TRY IT:
Which lines of the records below contain the word "crest"? Report each of them in full.

Records from a collection:

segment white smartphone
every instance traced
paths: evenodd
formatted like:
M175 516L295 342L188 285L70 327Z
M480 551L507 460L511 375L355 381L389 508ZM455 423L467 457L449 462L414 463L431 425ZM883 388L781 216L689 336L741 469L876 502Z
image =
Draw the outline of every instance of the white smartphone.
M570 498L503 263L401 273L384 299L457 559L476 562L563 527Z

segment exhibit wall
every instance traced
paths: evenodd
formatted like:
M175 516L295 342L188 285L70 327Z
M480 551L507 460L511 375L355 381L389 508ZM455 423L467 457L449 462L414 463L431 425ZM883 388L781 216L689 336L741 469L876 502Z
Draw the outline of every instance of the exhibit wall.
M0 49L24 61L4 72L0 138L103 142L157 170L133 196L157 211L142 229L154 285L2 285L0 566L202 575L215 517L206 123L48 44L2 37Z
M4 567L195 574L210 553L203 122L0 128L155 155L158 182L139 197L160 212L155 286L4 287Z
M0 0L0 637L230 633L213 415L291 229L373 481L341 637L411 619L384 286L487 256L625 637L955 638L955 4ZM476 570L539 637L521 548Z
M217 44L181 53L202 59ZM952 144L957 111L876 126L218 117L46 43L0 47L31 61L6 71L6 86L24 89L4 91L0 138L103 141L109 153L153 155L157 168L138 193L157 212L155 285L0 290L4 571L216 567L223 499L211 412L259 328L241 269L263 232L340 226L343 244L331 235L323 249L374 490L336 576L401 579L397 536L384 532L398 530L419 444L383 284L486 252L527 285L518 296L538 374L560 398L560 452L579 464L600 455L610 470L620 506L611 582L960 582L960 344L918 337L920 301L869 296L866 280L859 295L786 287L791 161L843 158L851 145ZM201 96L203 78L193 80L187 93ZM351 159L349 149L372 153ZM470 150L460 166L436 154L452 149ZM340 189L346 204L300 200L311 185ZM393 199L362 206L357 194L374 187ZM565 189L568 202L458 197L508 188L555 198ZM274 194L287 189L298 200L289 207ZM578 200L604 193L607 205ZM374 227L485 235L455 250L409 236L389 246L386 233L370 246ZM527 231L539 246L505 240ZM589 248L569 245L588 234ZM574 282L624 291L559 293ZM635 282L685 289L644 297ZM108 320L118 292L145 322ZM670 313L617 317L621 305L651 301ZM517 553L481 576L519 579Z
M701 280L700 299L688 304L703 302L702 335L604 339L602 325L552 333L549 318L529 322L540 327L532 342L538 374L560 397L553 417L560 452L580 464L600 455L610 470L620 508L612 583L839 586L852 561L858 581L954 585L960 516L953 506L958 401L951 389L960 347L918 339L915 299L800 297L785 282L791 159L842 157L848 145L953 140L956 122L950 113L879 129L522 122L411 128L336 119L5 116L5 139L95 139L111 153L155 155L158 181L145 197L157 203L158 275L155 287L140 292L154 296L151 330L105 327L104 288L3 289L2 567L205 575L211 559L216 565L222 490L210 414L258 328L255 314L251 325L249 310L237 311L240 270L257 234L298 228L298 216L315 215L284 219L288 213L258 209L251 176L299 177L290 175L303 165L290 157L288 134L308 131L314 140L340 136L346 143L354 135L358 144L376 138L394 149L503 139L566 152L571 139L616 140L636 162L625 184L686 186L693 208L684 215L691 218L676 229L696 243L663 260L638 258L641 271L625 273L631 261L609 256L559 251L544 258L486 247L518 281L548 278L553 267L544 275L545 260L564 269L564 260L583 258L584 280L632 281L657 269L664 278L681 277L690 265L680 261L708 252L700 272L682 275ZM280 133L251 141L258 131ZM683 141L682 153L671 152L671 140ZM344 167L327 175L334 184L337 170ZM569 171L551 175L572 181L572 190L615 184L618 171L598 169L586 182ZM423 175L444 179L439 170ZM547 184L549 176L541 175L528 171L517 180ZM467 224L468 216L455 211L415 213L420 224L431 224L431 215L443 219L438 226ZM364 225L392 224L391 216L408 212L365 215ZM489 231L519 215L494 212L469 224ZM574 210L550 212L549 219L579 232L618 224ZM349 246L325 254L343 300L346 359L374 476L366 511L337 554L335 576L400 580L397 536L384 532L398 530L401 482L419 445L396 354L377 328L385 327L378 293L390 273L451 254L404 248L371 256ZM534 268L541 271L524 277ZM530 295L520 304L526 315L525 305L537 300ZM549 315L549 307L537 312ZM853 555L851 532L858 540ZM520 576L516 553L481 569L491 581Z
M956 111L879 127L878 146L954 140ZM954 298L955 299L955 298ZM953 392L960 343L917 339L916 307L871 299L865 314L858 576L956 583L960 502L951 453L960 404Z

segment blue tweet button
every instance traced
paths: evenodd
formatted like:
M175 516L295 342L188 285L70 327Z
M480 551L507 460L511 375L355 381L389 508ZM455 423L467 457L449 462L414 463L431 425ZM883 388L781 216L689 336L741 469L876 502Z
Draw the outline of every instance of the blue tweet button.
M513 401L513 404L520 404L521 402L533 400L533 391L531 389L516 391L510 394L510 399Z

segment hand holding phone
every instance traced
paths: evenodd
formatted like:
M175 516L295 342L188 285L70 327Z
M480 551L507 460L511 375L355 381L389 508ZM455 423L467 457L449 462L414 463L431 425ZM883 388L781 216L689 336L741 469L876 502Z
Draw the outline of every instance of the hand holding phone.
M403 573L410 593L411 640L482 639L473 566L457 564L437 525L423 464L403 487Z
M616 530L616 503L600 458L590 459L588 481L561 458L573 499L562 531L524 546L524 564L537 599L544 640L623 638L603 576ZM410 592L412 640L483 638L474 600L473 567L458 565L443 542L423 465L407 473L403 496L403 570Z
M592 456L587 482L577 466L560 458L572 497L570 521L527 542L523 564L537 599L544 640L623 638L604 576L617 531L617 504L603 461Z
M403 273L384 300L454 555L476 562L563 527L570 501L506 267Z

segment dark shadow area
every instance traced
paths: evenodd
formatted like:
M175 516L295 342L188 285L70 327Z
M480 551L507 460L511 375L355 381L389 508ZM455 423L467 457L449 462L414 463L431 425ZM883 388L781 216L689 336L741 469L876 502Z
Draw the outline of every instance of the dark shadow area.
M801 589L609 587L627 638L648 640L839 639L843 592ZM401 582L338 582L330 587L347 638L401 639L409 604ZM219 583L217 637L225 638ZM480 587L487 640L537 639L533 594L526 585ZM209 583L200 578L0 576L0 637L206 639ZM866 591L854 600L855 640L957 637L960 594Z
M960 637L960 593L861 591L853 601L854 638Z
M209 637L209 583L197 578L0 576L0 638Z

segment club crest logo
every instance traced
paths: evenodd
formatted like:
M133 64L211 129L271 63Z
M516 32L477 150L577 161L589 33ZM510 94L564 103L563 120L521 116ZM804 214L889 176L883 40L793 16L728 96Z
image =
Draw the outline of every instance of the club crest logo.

ANSWER TO THIS TASK:
segment club crest logo
Draw the outline of every instance of the club crest logo.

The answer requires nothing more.